_DIRECTIVE:_
Reproduce each of the rows below verbatim, omitting the pictures from your response.

-- START DATA LINES --

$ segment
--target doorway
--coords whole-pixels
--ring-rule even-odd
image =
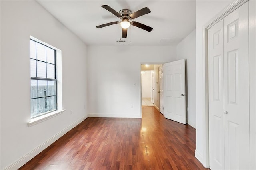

-- END DATA LINES --

_FINISHED EXERCISE:_
$ segment
--target doorway
--coords whole-pixels
--ring-rule even-odd
image =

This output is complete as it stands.